Duplicate the portion of the vape pack labelling text from "Push and turn" to "fail in isolation.", matching it word for word.

Exercise passage.
----
Front and back nicotine warning covering at least 30% of the pack area. Typography specified by regulation.

Batch code and expiry

Printed batch code plus clear expiry or use-by date. Missing codes are a red flag for counterfeit or illegal import.

UK producer address

A genuine UK address not a PO Box. Trading Standards can visit this address so it has to be real and current.

Child-resistant closure

Push and turn cap on every e-liquid bottle. Foil seal plus outer shrink wrap on the retail pack.

Compliant vs failing pack

Compliant UK vape pack vs
non-compliant pack

What a Trading Standards officer actually looks at when a pack lands in front of them on a routine inspection. Each bullet is a pass or fail in isolation.

Compliant pack

Legal on UK shelves

  • 30% warning front and back in correct wording and font.
  • Full ingredient list printed on pack or leaflet.
  • Batch code plus expiry clearly printed.
  • UK producer address with real street address.
  • Child-resistant closure on the bottle.
  • Information leaflet included in the retail pack.
Non-compliant pack

Seizure candidate

  • Undersized or missing warning. Most common failure.
  • Vague ingredient description or language other than English.
  • No batch code or overwritten sticker printed over original label.
  • Overseas address only or a PO Box without a real UK presence.
  • Standard screw cap rather than a child-resistant closure.
  • Cartoon or youth-appeal imagery on the pack.

Labelling is one slice of the wider UK vape compliance picture. For the full set of FAQs covering TPD, notification, retailer duties plus the 2026 vape tax visit our vaping FAQs hub. Every major UK vape regulation question sits inside.
----
Dataset records.

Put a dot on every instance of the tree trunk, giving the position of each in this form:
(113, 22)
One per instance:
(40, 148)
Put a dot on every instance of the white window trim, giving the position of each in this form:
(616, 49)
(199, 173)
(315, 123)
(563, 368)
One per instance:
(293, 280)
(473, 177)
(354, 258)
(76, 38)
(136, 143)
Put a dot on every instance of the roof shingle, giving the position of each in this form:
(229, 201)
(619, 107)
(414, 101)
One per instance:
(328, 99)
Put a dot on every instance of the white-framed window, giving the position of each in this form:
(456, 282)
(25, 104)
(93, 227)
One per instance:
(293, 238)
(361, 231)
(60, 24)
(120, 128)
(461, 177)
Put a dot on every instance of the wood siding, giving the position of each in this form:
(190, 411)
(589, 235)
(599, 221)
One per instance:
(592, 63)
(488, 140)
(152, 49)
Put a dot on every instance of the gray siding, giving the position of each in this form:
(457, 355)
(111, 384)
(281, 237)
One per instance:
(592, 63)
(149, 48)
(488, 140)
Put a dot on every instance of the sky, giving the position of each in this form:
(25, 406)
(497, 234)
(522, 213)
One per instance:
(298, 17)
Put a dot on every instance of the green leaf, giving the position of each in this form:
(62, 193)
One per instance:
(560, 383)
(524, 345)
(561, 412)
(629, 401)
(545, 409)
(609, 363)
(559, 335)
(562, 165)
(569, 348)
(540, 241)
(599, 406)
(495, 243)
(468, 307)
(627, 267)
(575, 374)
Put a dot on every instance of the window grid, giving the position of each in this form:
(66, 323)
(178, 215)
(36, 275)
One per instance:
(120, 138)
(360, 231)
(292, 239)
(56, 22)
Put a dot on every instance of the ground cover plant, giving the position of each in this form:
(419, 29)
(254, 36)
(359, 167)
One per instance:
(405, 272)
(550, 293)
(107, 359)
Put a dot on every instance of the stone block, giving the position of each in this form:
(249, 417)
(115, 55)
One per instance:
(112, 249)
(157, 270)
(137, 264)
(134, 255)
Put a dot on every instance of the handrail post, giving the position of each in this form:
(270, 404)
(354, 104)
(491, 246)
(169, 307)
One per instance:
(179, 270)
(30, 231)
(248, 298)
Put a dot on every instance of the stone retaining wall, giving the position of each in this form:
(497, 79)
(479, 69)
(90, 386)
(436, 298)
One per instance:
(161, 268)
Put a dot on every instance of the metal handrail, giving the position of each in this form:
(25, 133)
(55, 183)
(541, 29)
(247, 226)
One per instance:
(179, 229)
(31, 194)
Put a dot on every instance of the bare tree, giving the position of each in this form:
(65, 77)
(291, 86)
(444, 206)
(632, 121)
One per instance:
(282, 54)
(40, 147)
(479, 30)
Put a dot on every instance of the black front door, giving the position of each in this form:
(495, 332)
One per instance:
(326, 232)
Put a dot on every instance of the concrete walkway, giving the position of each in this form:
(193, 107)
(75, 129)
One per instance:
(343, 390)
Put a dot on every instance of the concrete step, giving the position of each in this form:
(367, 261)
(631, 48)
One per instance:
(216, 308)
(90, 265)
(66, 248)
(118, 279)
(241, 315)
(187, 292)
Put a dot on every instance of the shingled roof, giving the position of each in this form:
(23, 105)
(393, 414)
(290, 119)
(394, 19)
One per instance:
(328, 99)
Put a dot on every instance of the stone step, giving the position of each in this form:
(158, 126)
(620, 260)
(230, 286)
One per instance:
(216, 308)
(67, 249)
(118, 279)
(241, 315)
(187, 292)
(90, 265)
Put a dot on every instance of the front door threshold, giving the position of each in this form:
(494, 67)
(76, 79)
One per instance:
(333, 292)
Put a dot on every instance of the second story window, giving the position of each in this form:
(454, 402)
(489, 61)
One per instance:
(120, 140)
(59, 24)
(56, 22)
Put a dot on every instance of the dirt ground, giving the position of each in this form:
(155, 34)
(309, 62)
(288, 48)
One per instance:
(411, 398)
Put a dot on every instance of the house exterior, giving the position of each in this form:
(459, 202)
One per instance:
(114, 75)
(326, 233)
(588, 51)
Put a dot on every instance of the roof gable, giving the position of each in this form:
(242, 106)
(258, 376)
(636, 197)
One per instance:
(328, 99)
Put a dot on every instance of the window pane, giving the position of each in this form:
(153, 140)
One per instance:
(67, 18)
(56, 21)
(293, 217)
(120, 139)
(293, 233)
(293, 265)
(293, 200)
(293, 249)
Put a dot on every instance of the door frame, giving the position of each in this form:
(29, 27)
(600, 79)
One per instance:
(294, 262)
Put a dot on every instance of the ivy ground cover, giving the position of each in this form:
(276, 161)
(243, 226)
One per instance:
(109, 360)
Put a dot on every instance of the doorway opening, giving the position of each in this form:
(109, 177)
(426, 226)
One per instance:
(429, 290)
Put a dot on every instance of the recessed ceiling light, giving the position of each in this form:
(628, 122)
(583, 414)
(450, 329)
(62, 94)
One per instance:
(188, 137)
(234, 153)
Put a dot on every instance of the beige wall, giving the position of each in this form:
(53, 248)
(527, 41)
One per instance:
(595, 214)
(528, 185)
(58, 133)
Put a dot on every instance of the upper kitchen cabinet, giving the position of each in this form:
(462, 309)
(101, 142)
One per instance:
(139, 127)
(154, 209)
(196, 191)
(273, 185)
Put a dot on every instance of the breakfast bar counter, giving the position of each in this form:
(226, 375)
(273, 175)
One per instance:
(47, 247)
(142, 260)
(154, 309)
----
Response to this exercise.
Push and turn cap on every e-liquid bottle. Foil seal plus outer shrink wrap on the retail pack.

Compliant vs failing pack

Compliant UK vape pack vs
non-compliant pack

What a Trading Standards officer actually looks at when a pack lands in front of them on a routine inspection. Each bullet is a pass or fail in isolation.